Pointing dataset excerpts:
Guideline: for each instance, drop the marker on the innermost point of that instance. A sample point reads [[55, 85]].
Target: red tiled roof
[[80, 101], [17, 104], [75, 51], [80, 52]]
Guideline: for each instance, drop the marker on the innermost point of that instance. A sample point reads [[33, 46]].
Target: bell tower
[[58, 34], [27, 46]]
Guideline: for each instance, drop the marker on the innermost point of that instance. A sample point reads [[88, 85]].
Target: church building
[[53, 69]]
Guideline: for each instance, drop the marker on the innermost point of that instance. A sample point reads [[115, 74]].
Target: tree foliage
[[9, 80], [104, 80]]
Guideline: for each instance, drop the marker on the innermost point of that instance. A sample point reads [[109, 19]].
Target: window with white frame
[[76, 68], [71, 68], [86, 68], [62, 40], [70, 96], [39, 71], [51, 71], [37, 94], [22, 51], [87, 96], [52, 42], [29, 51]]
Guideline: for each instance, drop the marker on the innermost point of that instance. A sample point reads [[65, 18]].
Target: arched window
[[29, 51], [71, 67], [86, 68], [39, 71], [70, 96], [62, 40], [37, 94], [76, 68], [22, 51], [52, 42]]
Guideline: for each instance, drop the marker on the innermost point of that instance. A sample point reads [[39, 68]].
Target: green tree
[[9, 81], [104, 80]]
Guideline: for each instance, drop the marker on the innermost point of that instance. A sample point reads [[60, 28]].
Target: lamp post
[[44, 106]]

Direction:
Reproduce the listing in full. Keep it exactly as written.

Full response:
Guideline: for each instance, drop the marker on the innermost point of that instance. A sample point reads [[55, 85]].
Target: red tiled roof
[[80, 101], [17, 104], [75, 51], [80, 52]]
Guideline: for each instance, drop the marker on the innermost point of that instance. A sample point reads [[33, 46]].
Target: bell tower
[[58, 34], [27, 46]]
Guideline: for each instance, drop the marker on the innermost point of that instance. A sample point reads [[88, 85]].
Target: church building
[[53, 69]]
Guideline: for each instance, drop the marker on the innermost point of that instance. A sample point reads [[115, 74]].
Target: tree foliage
[[9, 80], [104, 80]]
Guideline: for each instance, drop the marker on the innermost point of that instance. A sample point reads [[109, 19]].
Target: window with white frame
[[76, 68], [71, 68], [86, 68], [62, 40], [70, 96], [39, 71], [51, 71], [37, 94], [22, 51], [87, 96], [52, 42], [29, 51]]
Guideline: for each instance, drop the marker on the innermost point of that instance. A sample point reads [[65, 18]].
Target: arched window
[[29, 51], [71, 67], [86, 68], [39, 71], [70, 96], [62, 40], [37, 94], [76, 68], [22, 51], [52, 42]]
Guideline: for each instance, drop the marker on the innermost point of that instance. A sample point reads [[39, 68]].
Target: green tree
[[9, 81], [104, 80]]
Guideline: for each instance, drop the marker on the innermost point of that instance. A sample point reads [[60, 28]].
Target: lamp post
[[44, 106]]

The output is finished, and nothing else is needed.